■ SET EXERCISE ■
Output as a JSON list of strings the lines starting at the one containing "Prompt = Locate the race" and ending at the one containing "242,191 -> 425,436", both included, with one string per line and blank lines left out.

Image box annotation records
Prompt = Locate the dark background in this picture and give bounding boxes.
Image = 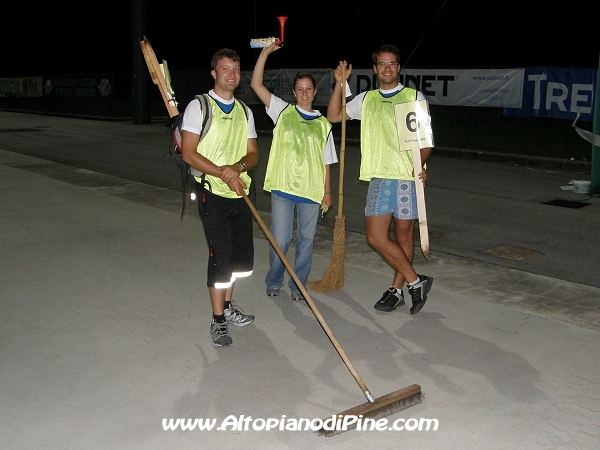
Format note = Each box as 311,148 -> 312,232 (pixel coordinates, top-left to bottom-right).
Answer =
0,0 -> 600,77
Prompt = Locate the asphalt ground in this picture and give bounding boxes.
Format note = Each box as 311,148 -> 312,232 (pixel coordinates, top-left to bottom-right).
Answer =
0,112 -> 600,287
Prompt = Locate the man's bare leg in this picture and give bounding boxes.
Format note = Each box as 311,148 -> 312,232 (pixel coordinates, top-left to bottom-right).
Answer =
365,213 -> 419,288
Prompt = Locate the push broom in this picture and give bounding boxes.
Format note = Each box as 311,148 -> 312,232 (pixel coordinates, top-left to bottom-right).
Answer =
242,191 -> 423,436
309,66 -> 346,292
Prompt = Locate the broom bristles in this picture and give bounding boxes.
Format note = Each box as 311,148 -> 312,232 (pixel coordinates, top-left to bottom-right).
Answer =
315,384 -> 425,436
308,216 -> 346,292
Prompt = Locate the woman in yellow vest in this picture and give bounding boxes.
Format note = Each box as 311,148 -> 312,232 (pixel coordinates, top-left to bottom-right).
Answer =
251,44 -> 338,300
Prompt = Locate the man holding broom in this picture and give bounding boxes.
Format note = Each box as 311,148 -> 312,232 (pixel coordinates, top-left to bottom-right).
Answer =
327,45 -> 433,314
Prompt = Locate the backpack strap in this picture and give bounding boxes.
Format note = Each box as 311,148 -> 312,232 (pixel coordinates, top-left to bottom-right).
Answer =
190,94 -> 212,177
195,94 -> 212,140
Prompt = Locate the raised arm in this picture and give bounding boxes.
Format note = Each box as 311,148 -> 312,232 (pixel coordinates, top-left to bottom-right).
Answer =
327,61 -> 352,123
250,44 -> 281,107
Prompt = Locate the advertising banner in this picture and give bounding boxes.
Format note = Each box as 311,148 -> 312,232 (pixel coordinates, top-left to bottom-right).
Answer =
504,67 -> 598,122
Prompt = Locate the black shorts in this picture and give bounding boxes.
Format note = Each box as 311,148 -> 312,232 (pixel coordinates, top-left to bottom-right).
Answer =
198,192 -> 254,289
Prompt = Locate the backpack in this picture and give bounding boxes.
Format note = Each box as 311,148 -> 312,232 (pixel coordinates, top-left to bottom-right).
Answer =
165,94 -> 248,219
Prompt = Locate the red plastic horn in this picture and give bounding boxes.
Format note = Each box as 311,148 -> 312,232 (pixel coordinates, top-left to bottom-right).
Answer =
277,16 -> 287,44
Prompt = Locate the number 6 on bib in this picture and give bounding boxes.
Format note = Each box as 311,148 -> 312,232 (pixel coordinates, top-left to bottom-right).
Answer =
394,100 -> 433,258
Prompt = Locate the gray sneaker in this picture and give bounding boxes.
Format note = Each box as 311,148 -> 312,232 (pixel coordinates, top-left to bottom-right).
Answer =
225,300 -> 254,327
210,319 -> 233,348
291,291 -> 306,301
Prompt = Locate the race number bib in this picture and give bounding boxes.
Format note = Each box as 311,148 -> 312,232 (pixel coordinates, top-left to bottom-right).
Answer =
394,100 -> 433,150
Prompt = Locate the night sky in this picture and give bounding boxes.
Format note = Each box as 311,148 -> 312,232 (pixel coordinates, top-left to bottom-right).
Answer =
0,0 -> 600,77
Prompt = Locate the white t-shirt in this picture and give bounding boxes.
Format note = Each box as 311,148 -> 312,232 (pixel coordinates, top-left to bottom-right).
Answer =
181,89 -> 257,139
265,94 -> 338,165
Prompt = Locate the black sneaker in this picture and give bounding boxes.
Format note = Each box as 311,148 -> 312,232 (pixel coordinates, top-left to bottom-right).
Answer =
373,286 -> 404,312
408,275 -> 433,314
210,319 -> 233,348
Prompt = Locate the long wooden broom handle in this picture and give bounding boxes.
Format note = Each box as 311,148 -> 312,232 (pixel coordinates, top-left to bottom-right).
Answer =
242,191 -> 374,402
338,65 -> 346,217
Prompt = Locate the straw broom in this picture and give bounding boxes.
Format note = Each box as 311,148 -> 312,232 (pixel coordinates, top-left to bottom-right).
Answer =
308,66 -> 346,292
242,191 -> 425,436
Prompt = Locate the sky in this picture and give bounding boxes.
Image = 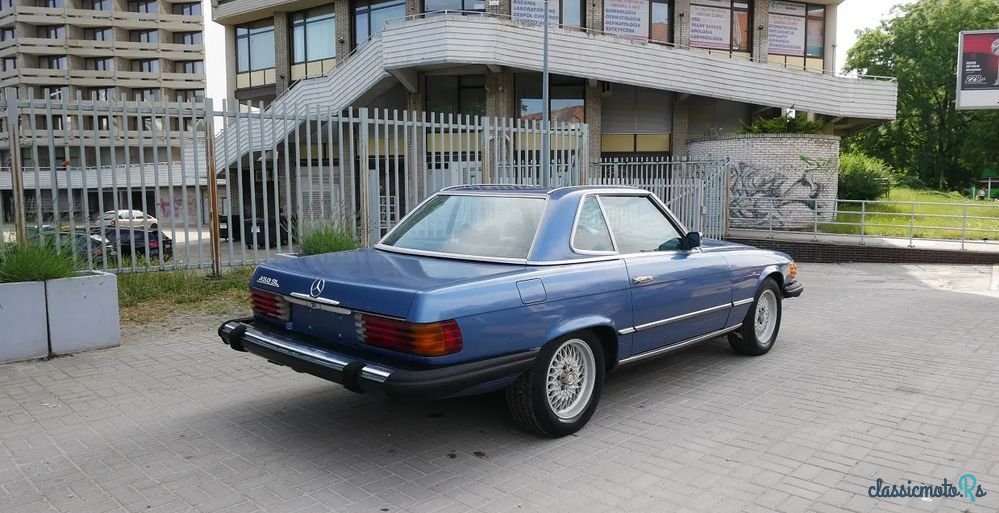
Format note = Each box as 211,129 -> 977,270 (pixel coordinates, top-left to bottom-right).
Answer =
202,0 -> 912,104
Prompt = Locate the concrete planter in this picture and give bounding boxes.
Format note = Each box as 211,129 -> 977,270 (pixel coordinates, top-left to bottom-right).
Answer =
0,281 -> 48,363
45,271 -> 121,354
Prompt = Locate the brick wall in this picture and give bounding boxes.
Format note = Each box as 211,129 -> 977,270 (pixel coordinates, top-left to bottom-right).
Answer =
687,134 -> 839,229
727,238 -> 999,265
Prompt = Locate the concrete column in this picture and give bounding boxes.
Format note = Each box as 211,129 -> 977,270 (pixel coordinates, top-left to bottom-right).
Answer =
670,94 -> 690,157
486,69 -> 518,118
751,0 -> 770,62
673,0 -> 690,48
218,25 -> 236,110
334,1 -> 354,57
586,0 -> 604,32
583,80 -> 603,166
274,12 -> 291,94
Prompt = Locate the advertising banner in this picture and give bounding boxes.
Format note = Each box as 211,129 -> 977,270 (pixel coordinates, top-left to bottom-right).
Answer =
690,4 -> 732,50
510,0 -> 559,25
604,0 -> 649,39
957,30 -> 999,109
769,14 -> 805,57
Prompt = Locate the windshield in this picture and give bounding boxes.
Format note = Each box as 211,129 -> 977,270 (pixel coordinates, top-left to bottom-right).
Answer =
382,194 -> 545,259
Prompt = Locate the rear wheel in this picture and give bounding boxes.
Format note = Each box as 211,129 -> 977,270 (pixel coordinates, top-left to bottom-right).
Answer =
506,333 -> 604,438
728,278 -> 781,356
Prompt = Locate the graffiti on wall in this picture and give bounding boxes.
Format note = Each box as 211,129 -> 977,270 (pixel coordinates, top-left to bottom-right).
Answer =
729,155 -> 837,228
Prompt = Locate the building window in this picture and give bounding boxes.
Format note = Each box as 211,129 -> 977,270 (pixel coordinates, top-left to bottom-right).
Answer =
177,89 -> 205,102
236,20 -> 274,73
173,32 -> 204,45
354,0 -> 406,46
767,0 -> 826,71
649,0 -> 673,43
37,25 -> 66,39
128,0 -> 157,14
83,0 -> 111,11
173,2 -> 201,16
132,59 -> 160,73
291,4 -> 336,63
426,75 -> 486,116
173,61 -> 205,73
83,27 -> 114,41
690,0 -> 753,52
132,89 -> 160,102
83,87 -> 118,101
38,55 -> 66,69
514,73 -> 586,123
84,57 -> 114,71
128,29 -> 160,43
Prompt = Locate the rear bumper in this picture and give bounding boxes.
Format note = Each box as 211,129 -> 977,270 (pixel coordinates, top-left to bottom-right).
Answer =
218,318 -> 538,399
784,281 -> 805,297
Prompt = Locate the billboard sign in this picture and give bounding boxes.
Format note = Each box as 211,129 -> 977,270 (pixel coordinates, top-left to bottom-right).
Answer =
957,30 -> 999,109
690,0 -> 732,50
604,0 -> 649,39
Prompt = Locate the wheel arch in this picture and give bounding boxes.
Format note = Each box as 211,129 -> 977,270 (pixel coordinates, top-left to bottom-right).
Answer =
545,315 -> 619,370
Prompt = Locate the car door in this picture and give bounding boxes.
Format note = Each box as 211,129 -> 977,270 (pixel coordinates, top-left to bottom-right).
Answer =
600,193 -> 732,354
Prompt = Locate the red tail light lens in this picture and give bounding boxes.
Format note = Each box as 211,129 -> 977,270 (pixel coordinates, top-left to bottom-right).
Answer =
250,289 -> 291,322
356,314 -> 462,356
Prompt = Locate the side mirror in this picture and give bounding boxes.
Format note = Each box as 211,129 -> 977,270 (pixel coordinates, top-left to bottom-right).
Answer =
683,232 -> 701,250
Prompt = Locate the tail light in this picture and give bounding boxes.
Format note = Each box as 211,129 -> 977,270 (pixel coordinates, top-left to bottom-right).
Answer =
355,314 -> 462,356
250,289 -> 291,322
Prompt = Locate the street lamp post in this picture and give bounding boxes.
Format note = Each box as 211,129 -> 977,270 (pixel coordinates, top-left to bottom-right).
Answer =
541,0 -> 551,187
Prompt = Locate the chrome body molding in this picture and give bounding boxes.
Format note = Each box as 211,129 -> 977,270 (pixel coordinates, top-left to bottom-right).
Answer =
618,323 -> 742,365
222,322 -> 392,383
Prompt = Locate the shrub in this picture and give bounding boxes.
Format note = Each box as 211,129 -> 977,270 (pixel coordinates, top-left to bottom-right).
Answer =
839,153 -> 895,200
740,116 -> 822,134
0,243 -> 76,283
299,220 -> 360,255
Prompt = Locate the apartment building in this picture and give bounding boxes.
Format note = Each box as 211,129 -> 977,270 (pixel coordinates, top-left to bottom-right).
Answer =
0,0 -> 206,224
213,0 -> 897,161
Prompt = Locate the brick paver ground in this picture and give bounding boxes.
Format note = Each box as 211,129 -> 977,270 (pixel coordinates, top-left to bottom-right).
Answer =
0,265 -> 999,513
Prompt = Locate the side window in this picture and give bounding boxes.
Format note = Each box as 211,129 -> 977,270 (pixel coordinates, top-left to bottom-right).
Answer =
572,196 -> 614,252
600,196 -> 681,255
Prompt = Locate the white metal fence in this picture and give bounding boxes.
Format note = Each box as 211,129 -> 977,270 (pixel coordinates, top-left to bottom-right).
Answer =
587,158 -> 727,239
0,93 -> 588,271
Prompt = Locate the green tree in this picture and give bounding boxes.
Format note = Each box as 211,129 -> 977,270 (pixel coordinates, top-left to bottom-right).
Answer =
845,0 -> 999,189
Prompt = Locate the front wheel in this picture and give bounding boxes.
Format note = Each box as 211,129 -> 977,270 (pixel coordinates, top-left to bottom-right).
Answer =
506,333 -> 604,438
728,278 -> 781,356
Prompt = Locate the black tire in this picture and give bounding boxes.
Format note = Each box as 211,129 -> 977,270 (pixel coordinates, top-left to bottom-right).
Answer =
728,278 -> 783,356
506,332 -> 605,438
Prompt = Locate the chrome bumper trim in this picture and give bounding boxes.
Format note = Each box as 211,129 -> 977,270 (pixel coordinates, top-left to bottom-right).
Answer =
618,323 -> 742,365
222,322 -> 392,383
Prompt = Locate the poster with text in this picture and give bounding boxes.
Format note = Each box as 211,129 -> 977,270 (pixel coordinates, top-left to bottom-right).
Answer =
957,30 -> 999,109
768,14 -> 805,57
510,0 -> 559,25
604,0 -> 649,39
690,4 -> 732,50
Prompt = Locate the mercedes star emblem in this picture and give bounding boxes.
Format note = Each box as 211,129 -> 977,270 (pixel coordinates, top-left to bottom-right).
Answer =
309,279 -> 326,297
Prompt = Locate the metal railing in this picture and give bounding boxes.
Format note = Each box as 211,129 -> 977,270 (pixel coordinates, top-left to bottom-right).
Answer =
728,196 -> 999,250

■ SOLUTION BELOW ■
[
  "Prompt = Locate the race number bib in this picture and give bounding boxes.",
  "Format note = Each box as 311,148 -> 312,232 (pixel coordinates, top-left to bottom-right).",
  "Answer =",
  "394,100 -> 433,150",
  "Prompt = Locate the night sky in this picture and give bounding boxes.",
  "Format note = Each box as 311,148 -> 312,232 (pixel coordinates, top-left to bottom-right).",
  "Answer =",
  "0,0 -> 600,77",
  "Prompt = Locate the white t-shirt in this picture and give bounding boxes.",
  "Format note = Each box as 311,148 -> 312,232 (pixel coordinates, top-left to bottom-right).",
  "Answer =",
  "181,89 -> 257,139",
  "265,94 -> 338,165",
  "Prompt = Locate the black sneaker in this picture and give bounding boxes.",
  "Format note = Each box as 311,148 -> 312,232 (pixel coordinates, top-left to bottom-right).",
  "Answer =",
  "373,286 -> 404,312",
  "408,275 -> 433,314",
  "210,319 -> 233,348",
  "Prompt = Locate the long wooden broom handle in this picture and give bounding boxes.",
  "Format note = Each box as 311,148 -> 312,232 (pixel coordinates, top-left to bottom-right).",
  "Answer =",
  "242,191 -> 374,402",
  "338,65 -> 346,217",
  "Prompt = Locate the straw broom in this picture and give bounding boxes.",
  "Format note = Each box as 311,148 -> 312,232 (pixel coordinates, top-left to bottom-right).",
  "Answer =",
  "308,66 -> 346,292",
  "242,191 -> 425,436"
]